In Baltimore, my colleagues and I, using funds from the National Institute on Drug Abuse and the Institute on Educational Sciences, will have implemented this behavioral vaccine in 50 schools. That is about 1,500 classrooms, pre-K through grade 8. You can see it work in an 8th grade classroom from Hell bit.ly/8th-Grade-GBG, after a visiting 4th grade teachers teaches to the teens who have been out of control for 7 months. So, let’s empower teachers in every classroom in America to fix it, especially since the same tool really helps school success and teacher sanity.
Fact 3: Some people use drugs to feel good, and a large number of people use drugs to feel better. People who want to feel better have the choice of using illegal drugs, prescription drugs or both. Today, prescription psychotropic drugs are the fastest rising expense in publicly and privately funded health-care. And some of those drugs are really pricy—$300 or so per month. Before health-care reform, 7% of our kids were being prescribed psychotropic drugs, compared to 2% in Germany and 2.9% in The Netherlands. Those numbers were with 50 million people NOT insured by any public or private health-care plan in America, but with 100% insured in Germany and The Netherlands.
Given that our kids actually have objectively more mental health problems that some of those European countries, we have a further exploding problem. Theoretically, this means that will about 6 million kids on mind-bending drugs, but only 1.4 to 2.1 million would need those drugs if we did some of the things they do in Germany and The Netherlands. And what do Germany and The Netherlands do more of than we do in America? They actually provide more “behavioral vaccines” to parents and teachers via health-care and prevention services, which ironically were either developed or extensively tested and proven in America like the 4th grade teacher’s game and parenting supports for every parent who chooses them.
Gosh, maybe we should empower every doctor and clinic to prescribe or deliver these low-cost behavioral vaccines as an option, which they don’t have in America but do in many European countries. That might be a good fix it, and save a bundle in health-care costs, too.
These are not the only facts at hand to change America’s insatiable demand for addictive drugs, which drive so many of economic, social, safety and security problems. There are plenty of other simple, low-cost, proven and tested procedures that could…
· Make it safe for us to crawl out of our musty fallout shelters, put away our open or concealed weapons,
· Have our classrooms filled with energy and excitement of engaged learners and teachers,
· Have prosperous businesses again on Main Street,
· See healthy and friendly people as we go about our lives, and
· Have borders that don’t look like the Berlin Wall.
The tools to fix it exist. It’s the American habit to mend broken things or invent things when need arises.
So let’s get with it. We have the tools and knowledge to reduce all drug use and related problem pretty quickly by 25%, 35% maybe 50% in say 5-10 years.

****************************************

** Problem set **
[1] In the excerpt on drug use, what share of children in Germany were being prescribed psychotropic drugs before health-care reform?
[2] Return the portion of the excerpt on drug use starting with "In Baltimore, my" and going on through "and teacher sanity.", copied word for word.

** Dataset records **
****************************************

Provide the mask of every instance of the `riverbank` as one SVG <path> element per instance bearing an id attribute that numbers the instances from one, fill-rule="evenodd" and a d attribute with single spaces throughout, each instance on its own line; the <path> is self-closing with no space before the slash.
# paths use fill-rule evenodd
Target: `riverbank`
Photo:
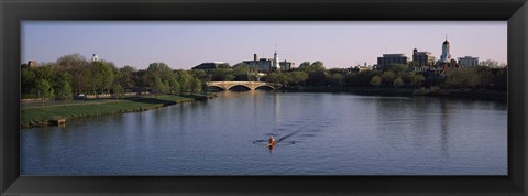
<path id="1" fill-rule="evenodd" d="M 22 107 L 20 111 L 20 126 L 21 128 L 54 126 L 63 119 L 68 121 L 84 117 L 138 112 L 182 102 L 206 100 L 210 98 L 212 98 L 212 95 L 163 95 L 157 97 L 148 96 L 128 98 L 119 101 L 109 99 L 108 101 L 102 102 L 98 101 L 65 106 L 53 105 L 44 107 Z"/>
<path id="2" fill-rule="evenodd" d="M 308 91 L 308 92 L 350 92 L 364 96 L 431 96 L 431 97 L 451 97 L 451 98 L 471 98 L 481 100 L 507 101 L 506 91 L 496 91 L 487 89 L 440 89 L 431 88 L 372 88 L 372 87 L 302 87 L 287 88 L 286 91 Z"/>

****************************************

** Problem solutions **
[1] 2%

[2]
In Baltimore, my colleagues and I, using funds from the National Institute on Drug Abuse and the Institute on Educational Sciences, will have implemented this behavioral vaccine in 50 schools. That is about 1,500 classrooms, pre-K through grade 8. You can see it work in an 8th grade classroom from Hell bit.ly/8th-Grade-GBG, after a visiting 4th grade teachers teaches to the teens who have been out of control for 7 months. So, let’s empower teachers in every classroom in America to fix it, especially since the same tool really helps school success and teacher sanity.